GIVEN EXERCISE ▸ Please format the material below as a two-column CSV with the columns "prompt" and "response", one row per item. Put each item's text and its answer in their own quoted fields with line breaks replaced by spaces, and leave out the pictures.

GIVEN DATA ▸
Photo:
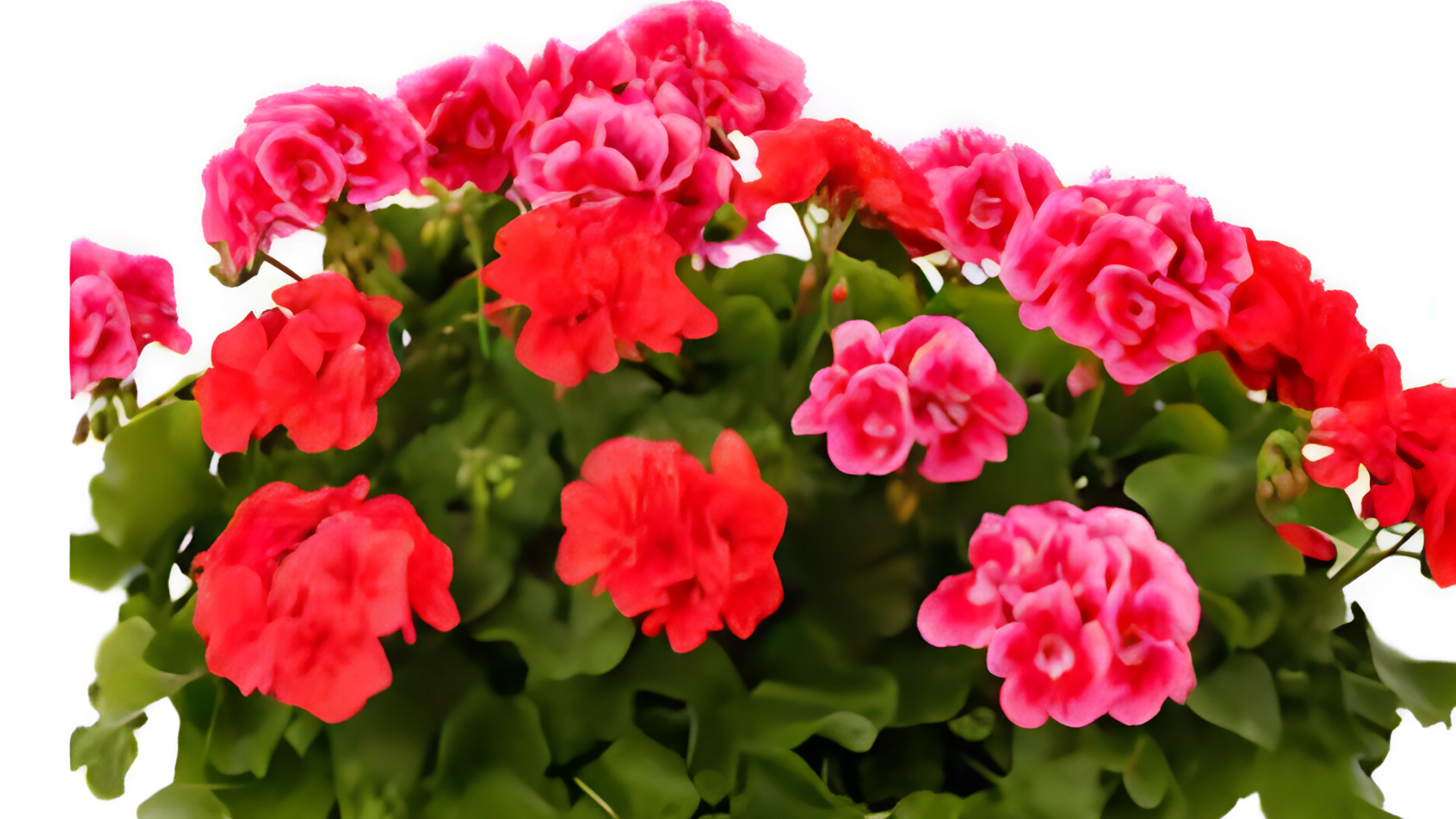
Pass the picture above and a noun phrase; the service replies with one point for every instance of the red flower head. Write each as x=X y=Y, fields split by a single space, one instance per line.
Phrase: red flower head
x=598 y=280
x=982 y=188
x=851 y=164
x=469 y=110
x=120 y=303
x=1134 y=270
x=1289 y=334
x=296 y=156
x=294 y=595
x=734 y=77
x=666 y=537
x=318 y=372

SOLVED PROBLEM ▸
prompt,response
"Photo: Pass the picture above and a noun phrase; the service replies with one point for every instance of the red flower head. Write each as x=X y=Y, fields split by a single space, one instance per line. Phrase: red flower head","x=598 y=280 x=982 y=188 x=851 y=164 x=469 y=110 x=120 y=303 x=1134 y=270 x=1289 y=334 x=296 y=156 x=294 y=595 x=734 y=77 x=666 y=537 x=318 y=372"